▸ **EXERCISE DETAILS**
Each entry needs to be restated exactly as written.

▸ **Natural-language object grounding data**
# # # # #

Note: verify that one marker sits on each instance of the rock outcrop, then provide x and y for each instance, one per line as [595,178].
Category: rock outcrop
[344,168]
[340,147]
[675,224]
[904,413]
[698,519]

# # # # #

▸ **ANSWER BELOW**
Note: verify that one marker sits on each instance of the rock outcrop, then provide x and y for each instance, one per line as [595,178].
Category: rock outcrop
[344,168]
[340,147]
[675,224]
[904,413]
[698,519]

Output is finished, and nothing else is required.